■ Pasaje extraído:
○ ○ ○ ○ ○ ○ ○
«Raíces vivas de fe”: Los mayores y su testimonio en la Iglesia
por Julia Crespo
“Corona de honra es la vejez que se halla en el camino de justicia.”
Proverbios 16:31
En un mundo donde se idolatra la juventud y se relega la vejez al olvido, la Biblia nos muestra la última etapa de nuestra vida como un camino distinto, lleno de dignidad, propósito y esperanza. Dios no ve la vejez como la ve el mundo. Para Él, la vejez es una corona, un tiempo de honra, de madurez espiritual y de testimonio.
Vemos en el Antiguo Testamento como el mismo Dios que llamó a Moisés desde la zarza ardiente, lo llamó a los ochenta años a liberar a su pueblo, y es en ese momento cuando Moisés comienza su misión más grande. Lo mismo sucedió con Abraham, cuando ya había renunciado al sueño de la paternidad, Dios le prometió una descendencia tan numerosa como las estrellas. No era un premio tardío, era el inicio de algo nuevo. A su edad la fe se volvió más fuerte que la lógica y Abraham se convirtió en padre de multitudes, porque primero fue padre de una fe probada. El Nuevo Testamento cuenta también la historia de Zacarías y de Isabel, y la de Joaquín y Ana, abuelos de Jesús. Dice el Evangelio que cuando la esperanza humana parecía agotada Dios les concedió el milagro de Juan. En su cuerpo envejecido Dios sembró el inicio de la redención, como si el cielo eligiera precisamente las manos arrugadas para sostener los primeros brotes del Reino.
La Iglesia, madre y maestra, a través de la historia y en boca de sus pontífices y santos, ha reconocido a los mayores como testigos privilegiados del evangelio vivido, como esos centinelas silenciosos del Reino, como tierra fértil madura donde pueden nacer las flores más aromáticas de la fe. "La vejez vivida en gracia es uno de los testimonios más sublimes del evangelio silencioso”, nos decía el Papa Francisco.
○ ○ ○ ○ ○ ○ ○
(Extractos de un conjunto de datos de etiquetado de puntos)
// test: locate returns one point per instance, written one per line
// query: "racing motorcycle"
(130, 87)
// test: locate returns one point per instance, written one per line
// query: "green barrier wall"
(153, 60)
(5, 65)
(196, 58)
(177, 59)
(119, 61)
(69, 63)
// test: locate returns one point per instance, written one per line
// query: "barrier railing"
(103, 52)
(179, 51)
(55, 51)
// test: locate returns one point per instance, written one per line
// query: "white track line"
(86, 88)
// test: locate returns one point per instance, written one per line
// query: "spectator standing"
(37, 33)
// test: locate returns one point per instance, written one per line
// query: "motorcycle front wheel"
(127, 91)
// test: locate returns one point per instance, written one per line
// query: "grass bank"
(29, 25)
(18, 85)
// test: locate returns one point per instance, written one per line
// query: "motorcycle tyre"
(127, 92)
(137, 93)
○ ○ ○ ○ ○ ○ ○
■ Acciones a realizar:
- A) Vuelve a escribir el fragmento del texto sobre los mayores en la Iglesia que empieza con las palabras "La Iglesia, madre" y termina con "el Papa Francisco.", cambiando "centinelas silenciosos" por "guardianes silenciosos".
- B) Según el texto sobre los mayores en la Iglesia, ¿a qué edad llamó Dios a Moisés a liberar a su pueblo?

■ Respuestas por tarea:
- A)
La Iglesia, madre y maestra, a través de la historia y en boca de sus pontífices y santos, ha reconocido a los mayores como testigos privilegiados del evangelio vivido, como esos guardianes silenciosos del Reino, como tierra fértil madura donde pueden nacer las flores más aromáticas de la fe. "La vejez vivida en gracia es uno de los testimonios más sublimes del evangelio silencioso”, nos decía el Papa Francisco.

- B) A los ochenta años.